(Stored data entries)
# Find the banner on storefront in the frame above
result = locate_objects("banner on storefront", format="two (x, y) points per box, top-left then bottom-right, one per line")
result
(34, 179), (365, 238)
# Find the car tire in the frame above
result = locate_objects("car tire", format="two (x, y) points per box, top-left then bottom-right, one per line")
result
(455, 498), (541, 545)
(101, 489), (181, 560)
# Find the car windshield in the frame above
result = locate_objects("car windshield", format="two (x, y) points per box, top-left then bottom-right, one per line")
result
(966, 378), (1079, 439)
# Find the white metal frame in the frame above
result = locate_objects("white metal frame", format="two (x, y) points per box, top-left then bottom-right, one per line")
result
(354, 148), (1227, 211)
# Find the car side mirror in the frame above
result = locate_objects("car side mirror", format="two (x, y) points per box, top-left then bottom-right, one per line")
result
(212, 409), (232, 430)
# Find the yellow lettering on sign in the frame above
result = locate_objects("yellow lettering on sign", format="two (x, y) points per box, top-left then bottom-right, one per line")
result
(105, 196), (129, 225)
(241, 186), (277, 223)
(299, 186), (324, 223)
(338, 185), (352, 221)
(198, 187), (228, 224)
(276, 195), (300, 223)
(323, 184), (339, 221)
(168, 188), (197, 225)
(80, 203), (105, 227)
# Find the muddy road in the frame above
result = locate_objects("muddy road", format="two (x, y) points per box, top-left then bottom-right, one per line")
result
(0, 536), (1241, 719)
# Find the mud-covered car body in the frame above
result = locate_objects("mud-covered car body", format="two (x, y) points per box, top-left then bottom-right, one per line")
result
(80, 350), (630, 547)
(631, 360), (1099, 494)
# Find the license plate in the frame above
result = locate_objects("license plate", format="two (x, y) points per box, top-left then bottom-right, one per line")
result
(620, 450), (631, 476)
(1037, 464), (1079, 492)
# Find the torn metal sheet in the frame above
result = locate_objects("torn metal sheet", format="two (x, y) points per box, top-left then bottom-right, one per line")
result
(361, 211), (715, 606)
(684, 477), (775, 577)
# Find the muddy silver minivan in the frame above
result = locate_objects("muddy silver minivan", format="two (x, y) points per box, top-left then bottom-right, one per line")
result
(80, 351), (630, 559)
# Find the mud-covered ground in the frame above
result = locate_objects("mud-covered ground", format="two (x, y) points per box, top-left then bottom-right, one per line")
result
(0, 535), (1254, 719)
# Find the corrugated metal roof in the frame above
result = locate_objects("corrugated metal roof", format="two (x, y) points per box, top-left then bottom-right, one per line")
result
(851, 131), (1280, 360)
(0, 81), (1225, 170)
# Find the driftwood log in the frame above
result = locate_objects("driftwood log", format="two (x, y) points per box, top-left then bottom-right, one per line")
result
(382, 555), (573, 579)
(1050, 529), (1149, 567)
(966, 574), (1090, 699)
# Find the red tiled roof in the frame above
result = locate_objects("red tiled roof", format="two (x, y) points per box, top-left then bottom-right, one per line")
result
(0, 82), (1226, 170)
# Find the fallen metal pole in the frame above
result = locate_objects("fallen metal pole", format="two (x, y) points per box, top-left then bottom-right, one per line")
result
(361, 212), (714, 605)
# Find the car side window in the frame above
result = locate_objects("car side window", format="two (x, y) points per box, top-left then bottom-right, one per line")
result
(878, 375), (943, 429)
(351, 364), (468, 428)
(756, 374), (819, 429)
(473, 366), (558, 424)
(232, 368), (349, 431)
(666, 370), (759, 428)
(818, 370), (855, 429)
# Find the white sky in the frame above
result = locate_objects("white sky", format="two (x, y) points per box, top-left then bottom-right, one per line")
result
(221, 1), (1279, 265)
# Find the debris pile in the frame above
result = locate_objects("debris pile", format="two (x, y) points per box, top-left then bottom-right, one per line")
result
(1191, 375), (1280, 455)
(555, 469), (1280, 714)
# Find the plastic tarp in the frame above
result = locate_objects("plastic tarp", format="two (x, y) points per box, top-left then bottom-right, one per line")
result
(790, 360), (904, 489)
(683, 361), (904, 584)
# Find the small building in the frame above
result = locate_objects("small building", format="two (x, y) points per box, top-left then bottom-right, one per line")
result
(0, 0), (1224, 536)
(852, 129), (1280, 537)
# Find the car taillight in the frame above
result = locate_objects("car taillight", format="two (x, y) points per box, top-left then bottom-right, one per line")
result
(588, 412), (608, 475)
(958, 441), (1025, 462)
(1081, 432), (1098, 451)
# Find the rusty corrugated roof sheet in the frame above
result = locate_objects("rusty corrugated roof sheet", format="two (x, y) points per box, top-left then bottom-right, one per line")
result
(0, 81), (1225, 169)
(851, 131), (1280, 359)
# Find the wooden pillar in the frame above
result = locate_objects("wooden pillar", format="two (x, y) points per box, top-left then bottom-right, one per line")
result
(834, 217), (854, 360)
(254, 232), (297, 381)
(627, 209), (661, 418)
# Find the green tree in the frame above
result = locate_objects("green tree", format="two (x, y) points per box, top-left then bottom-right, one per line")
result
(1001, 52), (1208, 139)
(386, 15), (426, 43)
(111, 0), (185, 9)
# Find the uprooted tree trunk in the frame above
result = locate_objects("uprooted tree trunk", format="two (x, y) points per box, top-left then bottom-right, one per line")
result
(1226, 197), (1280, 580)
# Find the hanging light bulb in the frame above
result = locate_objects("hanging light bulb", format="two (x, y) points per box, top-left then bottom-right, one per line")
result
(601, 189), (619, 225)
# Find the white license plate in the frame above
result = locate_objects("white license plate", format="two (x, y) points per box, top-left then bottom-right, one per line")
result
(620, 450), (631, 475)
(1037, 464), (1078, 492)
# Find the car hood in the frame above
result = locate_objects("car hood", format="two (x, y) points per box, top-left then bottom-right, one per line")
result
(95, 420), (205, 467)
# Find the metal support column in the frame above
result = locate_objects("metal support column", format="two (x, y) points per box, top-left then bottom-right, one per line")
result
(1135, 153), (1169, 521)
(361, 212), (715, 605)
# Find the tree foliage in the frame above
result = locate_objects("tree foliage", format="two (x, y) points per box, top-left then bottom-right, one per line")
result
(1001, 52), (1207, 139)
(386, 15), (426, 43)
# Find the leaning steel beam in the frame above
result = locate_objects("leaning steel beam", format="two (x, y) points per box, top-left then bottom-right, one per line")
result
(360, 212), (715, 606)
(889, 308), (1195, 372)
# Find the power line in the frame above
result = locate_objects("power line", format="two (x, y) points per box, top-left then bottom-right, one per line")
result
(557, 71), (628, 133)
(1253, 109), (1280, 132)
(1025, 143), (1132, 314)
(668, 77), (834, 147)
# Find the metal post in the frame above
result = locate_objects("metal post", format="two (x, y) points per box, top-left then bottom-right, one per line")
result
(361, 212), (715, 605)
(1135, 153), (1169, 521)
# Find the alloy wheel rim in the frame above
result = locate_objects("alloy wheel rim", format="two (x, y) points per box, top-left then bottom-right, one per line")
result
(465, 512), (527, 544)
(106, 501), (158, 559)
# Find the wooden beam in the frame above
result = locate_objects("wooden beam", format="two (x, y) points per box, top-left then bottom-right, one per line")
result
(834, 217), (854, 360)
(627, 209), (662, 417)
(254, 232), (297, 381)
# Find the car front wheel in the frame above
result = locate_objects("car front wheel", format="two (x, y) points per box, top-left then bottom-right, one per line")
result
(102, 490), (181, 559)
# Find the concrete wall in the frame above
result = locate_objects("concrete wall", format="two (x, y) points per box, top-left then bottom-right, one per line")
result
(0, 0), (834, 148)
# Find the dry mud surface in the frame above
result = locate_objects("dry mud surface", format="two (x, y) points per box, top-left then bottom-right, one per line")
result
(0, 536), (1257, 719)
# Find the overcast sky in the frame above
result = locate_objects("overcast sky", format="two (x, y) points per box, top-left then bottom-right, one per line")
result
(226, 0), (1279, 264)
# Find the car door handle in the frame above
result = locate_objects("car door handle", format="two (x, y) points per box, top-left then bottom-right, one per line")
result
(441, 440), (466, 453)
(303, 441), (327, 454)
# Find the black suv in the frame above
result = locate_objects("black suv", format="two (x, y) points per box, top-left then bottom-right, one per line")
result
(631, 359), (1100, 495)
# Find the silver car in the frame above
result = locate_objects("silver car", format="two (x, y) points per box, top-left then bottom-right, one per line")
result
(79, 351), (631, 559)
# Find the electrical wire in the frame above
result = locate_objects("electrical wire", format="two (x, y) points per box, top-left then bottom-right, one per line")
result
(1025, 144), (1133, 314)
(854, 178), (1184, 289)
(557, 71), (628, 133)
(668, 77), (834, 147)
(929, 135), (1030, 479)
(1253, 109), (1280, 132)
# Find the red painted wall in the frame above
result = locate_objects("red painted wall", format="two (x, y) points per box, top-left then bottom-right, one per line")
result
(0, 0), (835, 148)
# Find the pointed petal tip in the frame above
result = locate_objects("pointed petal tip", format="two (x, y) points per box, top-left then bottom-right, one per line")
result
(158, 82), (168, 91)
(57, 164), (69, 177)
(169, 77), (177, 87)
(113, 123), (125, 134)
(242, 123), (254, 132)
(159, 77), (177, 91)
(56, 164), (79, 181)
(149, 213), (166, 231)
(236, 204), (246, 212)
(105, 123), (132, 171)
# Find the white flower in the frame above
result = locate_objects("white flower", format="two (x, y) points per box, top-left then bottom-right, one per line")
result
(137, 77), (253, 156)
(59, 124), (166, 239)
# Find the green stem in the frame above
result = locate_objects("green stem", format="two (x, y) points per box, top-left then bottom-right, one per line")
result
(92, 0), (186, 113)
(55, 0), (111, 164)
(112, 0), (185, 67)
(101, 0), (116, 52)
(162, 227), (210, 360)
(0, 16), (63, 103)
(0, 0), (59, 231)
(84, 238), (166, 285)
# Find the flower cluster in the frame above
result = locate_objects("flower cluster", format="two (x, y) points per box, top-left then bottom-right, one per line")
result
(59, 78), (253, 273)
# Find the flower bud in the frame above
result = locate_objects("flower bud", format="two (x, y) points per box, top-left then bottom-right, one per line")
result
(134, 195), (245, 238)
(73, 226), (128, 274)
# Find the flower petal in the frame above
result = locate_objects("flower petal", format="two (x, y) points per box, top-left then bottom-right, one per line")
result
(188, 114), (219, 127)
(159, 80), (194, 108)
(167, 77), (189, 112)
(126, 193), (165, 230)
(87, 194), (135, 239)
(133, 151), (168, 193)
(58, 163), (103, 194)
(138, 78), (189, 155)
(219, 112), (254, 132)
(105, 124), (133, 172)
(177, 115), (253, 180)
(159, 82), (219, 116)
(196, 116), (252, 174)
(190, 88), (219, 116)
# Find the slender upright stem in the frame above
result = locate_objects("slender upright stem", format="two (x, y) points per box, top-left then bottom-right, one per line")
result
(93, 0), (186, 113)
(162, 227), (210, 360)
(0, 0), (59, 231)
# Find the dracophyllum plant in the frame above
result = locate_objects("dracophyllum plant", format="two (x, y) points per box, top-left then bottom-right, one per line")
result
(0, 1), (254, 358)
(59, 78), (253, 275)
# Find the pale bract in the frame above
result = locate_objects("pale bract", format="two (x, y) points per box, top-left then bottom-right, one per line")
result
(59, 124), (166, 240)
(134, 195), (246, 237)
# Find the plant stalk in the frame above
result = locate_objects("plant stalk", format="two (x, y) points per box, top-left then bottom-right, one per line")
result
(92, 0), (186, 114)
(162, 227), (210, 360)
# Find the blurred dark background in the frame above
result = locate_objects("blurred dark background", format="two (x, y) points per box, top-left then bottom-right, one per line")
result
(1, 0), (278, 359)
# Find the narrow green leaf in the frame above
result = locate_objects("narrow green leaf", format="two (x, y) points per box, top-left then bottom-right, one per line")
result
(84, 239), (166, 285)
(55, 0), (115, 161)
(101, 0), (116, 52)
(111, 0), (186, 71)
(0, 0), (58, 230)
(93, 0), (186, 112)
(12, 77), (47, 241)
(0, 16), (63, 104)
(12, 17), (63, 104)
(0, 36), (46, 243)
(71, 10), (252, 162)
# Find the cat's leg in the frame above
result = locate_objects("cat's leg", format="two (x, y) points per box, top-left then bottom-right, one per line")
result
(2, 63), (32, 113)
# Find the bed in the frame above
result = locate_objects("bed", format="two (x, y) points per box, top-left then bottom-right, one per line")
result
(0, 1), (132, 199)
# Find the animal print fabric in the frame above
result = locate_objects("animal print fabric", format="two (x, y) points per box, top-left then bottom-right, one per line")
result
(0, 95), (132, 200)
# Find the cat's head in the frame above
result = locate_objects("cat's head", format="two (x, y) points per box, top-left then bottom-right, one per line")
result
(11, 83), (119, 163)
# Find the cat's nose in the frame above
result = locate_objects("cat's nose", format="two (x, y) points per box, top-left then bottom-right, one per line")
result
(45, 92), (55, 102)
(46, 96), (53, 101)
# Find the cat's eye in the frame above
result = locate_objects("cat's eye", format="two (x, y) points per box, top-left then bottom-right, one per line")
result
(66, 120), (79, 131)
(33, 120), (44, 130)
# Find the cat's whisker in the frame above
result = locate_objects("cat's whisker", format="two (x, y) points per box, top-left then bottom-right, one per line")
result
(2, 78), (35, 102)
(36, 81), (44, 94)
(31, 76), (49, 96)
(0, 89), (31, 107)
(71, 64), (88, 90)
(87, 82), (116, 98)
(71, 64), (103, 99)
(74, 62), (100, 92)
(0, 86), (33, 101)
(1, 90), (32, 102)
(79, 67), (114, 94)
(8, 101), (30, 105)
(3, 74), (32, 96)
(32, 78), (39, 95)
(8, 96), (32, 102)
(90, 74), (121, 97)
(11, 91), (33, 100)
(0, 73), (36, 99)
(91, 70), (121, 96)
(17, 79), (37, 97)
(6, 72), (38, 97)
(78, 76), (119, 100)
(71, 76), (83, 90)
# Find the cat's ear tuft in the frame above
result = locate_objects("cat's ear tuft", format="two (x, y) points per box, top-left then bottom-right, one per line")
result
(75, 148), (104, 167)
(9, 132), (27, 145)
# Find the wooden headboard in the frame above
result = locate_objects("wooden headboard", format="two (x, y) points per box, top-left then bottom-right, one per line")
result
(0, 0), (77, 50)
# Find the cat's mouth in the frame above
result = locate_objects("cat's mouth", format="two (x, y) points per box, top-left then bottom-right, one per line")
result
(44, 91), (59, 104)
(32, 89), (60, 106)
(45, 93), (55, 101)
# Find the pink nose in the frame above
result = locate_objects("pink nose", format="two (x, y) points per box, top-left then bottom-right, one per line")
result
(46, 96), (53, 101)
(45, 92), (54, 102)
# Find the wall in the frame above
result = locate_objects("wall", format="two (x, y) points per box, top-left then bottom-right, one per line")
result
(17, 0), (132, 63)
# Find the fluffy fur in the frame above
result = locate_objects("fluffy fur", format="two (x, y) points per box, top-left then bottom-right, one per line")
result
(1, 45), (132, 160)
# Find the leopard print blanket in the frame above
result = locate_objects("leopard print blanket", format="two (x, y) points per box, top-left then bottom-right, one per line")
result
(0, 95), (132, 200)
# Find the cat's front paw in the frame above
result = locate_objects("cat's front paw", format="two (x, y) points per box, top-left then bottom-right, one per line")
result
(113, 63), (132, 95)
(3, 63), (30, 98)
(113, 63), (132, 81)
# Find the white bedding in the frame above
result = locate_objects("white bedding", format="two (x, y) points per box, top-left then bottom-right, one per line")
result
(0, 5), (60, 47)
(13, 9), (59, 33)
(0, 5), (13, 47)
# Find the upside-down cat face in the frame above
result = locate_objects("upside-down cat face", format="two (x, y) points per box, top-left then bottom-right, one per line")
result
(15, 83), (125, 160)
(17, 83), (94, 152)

#### [ACTIVITY]
What you retype should run from the first line of the entries above through the line containing "# Find the license plate in the frame above", exactly and in full.

#### [TASK RESPONSE]
# Find the banner on storefront in the frame above
result = locate_objects("banner on storefront", format="two (x, y) points per box, top-left then bottom-right, one per line")
result
(34, 179), (365, 238)
# Find the car tire in the frame above
result = locate_objects("car tire", format="two (x, y) points per box, top-left then bottom-right, one per line")
result
(455, 498), (541, 545)
(101, 489), (181, 560)
# Find the car windshield in the frame above
result = locate_objects("car windshield", format="two (x, y) points per box, top-left then bottom-right, one per line")
result
(966, 378), (1079, 439)
# Find the white metal frame in the frame above
result = locate_objects("white metal frame", format="two (x, y) points per box, top-left then bottom-right, one per line")
result
(354, 148), (1227, 211)
# Find the car side mirror in the frame above
result = locate_objects("car side mirror", format="two (x, y) points per box, top-left then bottom-right, one per line")
result
(212, 409), (232, 430)
# Find the yellow lettering on sign in the frame above
result = locate_objects("yellow lettering on sign", format="two (x, y) points per box, top-left then bottom-right, one per line")
result
(105, 196), (129, 225)
(241, 186), (277, 223)
(299, 186), (324, 223)
(338, 185), (352, 221)
(198, 187), (228, 224)
(276, 195), (300, 223)
(323, 184), (339, 221)
(168, 188), (197, 225)
(80, 203), (105, 227)
# Find the muddy road in the frame above
result = locate_objects("muddy road", format="two (x, y) points per box, top-left then bottom-right, one per line")
result
(0, 536), (1241, 719)
# Find the mud-covered car body in the frame above
result = locate_objects("mud-covered car body", format="two (x, y) points per box, top-left then bottom-right, one per line")
result
(80, 350), (630, 547)
(631, 360), (1099, 494)
# Find the license plate in the frame above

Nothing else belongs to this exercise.